((
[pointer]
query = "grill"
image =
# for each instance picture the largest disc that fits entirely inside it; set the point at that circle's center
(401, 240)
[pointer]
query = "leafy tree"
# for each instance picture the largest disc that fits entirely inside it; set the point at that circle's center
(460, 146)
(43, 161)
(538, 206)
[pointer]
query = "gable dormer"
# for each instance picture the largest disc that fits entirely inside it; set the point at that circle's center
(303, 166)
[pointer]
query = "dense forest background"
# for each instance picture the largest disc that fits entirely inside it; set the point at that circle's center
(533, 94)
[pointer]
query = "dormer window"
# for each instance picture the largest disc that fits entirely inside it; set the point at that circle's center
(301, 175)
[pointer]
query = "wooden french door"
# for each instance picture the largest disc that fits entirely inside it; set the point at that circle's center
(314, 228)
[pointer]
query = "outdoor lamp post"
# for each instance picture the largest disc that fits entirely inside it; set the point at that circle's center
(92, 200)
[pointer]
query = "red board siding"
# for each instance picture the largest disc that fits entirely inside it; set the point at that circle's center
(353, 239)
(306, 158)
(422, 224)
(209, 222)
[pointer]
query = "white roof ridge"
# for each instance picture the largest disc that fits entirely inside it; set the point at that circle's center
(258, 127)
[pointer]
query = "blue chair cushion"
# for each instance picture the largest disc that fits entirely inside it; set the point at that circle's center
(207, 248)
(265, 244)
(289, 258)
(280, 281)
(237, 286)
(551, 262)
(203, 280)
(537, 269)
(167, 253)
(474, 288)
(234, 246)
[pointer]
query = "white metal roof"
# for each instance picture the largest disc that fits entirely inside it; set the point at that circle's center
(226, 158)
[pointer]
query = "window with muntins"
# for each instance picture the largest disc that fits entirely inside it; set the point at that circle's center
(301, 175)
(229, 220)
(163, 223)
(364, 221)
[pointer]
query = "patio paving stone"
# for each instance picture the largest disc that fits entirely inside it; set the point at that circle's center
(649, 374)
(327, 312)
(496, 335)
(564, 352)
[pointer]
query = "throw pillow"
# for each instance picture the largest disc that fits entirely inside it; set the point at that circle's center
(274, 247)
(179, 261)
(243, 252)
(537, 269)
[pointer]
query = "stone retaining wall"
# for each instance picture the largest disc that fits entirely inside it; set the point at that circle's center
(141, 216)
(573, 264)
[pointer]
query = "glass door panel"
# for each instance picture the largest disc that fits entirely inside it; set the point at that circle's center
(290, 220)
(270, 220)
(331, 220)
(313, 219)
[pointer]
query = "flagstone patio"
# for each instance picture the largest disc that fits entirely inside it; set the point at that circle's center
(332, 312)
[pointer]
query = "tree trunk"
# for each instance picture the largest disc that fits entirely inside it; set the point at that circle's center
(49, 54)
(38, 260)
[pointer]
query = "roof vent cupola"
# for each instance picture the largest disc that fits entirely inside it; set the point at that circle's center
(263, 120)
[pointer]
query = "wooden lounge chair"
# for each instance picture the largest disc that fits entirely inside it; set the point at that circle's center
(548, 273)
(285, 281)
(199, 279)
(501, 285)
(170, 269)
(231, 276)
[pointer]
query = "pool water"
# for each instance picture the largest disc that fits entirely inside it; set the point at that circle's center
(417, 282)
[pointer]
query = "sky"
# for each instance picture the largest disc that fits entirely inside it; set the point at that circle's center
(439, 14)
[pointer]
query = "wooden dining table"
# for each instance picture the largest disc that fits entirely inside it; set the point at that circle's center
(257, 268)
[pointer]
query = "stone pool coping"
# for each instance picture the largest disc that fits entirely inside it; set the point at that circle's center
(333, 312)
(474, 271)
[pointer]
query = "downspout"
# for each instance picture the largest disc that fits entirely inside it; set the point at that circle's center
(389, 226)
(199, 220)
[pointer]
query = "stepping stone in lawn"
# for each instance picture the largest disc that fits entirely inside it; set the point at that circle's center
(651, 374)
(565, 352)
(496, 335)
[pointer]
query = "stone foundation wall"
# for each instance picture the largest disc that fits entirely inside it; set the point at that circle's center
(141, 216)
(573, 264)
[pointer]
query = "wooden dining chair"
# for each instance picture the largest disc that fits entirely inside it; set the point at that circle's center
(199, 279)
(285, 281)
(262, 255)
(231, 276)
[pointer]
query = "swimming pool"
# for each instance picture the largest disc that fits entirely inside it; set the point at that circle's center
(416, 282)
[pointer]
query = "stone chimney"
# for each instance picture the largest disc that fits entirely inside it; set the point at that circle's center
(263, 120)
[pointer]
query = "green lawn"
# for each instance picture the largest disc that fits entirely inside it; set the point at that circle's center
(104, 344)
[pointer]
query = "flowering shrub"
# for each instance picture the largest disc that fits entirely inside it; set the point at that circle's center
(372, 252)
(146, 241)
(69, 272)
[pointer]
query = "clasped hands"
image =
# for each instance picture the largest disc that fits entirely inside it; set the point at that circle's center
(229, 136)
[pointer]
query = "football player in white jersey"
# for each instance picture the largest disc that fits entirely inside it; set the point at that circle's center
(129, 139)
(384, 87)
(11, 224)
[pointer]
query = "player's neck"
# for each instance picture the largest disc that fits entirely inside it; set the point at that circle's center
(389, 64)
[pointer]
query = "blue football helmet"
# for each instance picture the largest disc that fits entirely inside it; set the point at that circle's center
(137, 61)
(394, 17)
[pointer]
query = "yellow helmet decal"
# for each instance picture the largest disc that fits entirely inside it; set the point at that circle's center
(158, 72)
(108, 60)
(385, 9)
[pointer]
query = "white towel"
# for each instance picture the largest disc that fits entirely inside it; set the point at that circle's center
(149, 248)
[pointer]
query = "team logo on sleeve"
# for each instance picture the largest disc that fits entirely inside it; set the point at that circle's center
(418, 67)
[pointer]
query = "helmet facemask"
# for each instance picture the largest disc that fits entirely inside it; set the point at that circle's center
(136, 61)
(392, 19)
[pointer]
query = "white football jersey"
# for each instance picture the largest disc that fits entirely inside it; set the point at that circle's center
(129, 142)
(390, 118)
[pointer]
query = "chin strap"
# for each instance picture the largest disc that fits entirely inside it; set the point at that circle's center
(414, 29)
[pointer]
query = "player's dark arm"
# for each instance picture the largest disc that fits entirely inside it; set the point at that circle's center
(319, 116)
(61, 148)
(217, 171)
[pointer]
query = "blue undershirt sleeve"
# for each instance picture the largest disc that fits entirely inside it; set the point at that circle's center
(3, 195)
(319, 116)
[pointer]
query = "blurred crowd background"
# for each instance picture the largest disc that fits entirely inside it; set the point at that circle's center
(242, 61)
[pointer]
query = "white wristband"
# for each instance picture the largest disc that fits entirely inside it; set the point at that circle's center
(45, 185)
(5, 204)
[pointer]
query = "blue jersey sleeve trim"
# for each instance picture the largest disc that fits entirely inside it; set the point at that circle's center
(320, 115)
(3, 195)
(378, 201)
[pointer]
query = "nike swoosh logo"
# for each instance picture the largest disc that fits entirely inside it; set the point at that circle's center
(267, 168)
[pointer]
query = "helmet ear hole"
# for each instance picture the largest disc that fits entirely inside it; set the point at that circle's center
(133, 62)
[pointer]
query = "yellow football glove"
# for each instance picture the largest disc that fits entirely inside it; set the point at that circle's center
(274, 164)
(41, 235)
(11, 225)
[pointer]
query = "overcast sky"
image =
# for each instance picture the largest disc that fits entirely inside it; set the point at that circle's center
))
→ **TASK DETAILS**: Which lines above contain the word "dining"? Copy each of them.

→ **ANSWER TO THIS TASK**:
query = "wooden dining table"
query = "wooden dining chair"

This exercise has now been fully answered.